Stated problem: Retype the listing that follows, exactly as written.

======== Dataset excerpts ========

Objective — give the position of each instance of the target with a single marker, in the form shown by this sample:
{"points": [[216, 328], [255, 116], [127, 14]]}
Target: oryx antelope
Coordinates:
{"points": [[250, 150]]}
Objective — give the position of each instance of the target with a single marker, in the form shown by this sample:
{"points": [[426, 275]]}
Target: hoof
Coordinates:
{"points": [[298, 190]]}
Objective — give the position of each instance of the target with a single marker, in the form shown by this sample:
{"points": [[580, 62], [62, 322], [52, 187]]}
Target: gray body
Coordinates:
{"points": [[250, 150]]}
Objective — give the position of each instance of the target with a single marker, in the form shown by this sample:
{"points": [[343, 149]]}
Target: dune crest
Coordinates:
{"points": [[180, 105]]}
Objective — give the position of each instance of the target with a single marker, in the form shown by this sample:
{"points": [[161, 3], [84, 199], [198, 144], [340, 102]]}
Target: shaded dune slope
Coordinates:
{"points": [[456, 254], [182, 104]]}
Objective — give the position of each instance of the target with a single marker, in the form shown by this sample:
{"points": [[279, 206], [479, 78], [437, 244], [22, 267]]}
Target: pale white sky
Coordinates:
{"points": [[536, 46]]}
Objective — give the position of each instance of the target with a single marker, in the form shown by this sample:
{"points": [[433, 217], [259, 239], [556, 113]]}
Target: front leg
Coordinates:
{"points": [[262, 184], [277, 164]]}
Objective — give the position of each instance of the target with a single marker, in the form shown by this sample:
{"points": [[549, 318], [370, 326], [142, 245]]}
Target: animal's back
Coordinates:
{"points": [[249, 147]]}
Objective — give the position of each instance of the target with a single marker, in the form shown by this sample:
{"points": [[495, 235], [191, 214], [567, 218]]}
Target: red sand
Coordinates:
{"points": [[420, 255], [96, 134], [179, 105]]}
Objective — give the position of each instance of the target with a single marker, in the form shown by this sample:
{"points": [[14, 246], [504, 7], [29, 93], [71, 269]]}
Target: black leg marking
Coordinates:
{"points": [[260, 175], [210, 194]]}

========

Solution below:
Objective — give the position of each instance of the target with a single marker, in the form shown by this sample:
{"points": [[216, 328], [255, 116], [127, 14]]}
Target: oryx antelope
Coordinates:
{"points": [[250, 150]]}
Objective — give the position of each instance of the target with a single marker, in the form shown by this sample:
{"points": [[426, 275]]}
Target: hoof
Coordinates:
{"points": [[298, 190]]}
Objective — give the position of each instance of the target with a single marker, in the form shown by this sample:
{"points": [[580, 62], [62, 322], [52, 187]]}
Target: gray body
Coordinates:
{"points": [[250, 150]]}
Objective — give the position of each instance of the target with a single marker, in the form shown by this sample:
{"points": [[343, 149]]}
Target: dune crest
Coordinates:
{"points": [[180, 105]]}
Objective — give the position of each instance of the target with a single marker, in the form shown by this sample:
{"points": [[161, 3], [84, 199], [198, 144], [340, 102]]}
Target: shaded dune slope
Coordinates:
{"points": [[456, 254], [182, 104]]}
Objective — give the position of each instance of the target with a single marker, in the form shown by this sample:
{"points": [[279, 206], [479, 78], [437, 244], [22, 267]]}
Target: pale white sky
Coordinates:
{"points": [[536, 46]]}
Objective — give the position of each instance of the target with a single marker, in the form shown by this sample:
{"points": [[433, 217], [259, 239], [556, 113]]}
Target: front leg
Coordinates:
{"points": [[262, 184], [277, 164]]}
Objective — give the position of each instance of the target with a single marker, in the form shown by this sample:
{"points": [[549, 318], [370, 326], [142, 245]]}
Target: animal's back
Coordinates:
{"points": [[249, 147]]}
Objective — give the position of each instance of the target with a single marker, in the form shown by this sample:
{"points": [[495, 235], [191, 214], [567, 218]]}
Target: red sand
Coordinates:
{"points": [[420, 255], [96, 134], [179, 105]]}
Objective — give the position of each instance of the target with a single marker, in the form shown by this sample:
{"points": [[14, 246], [504, 7], [29, 93], [71, 269]]}
Target: black leg marking
Coordinates:
{"points": [[260, 175], [210, 194]]}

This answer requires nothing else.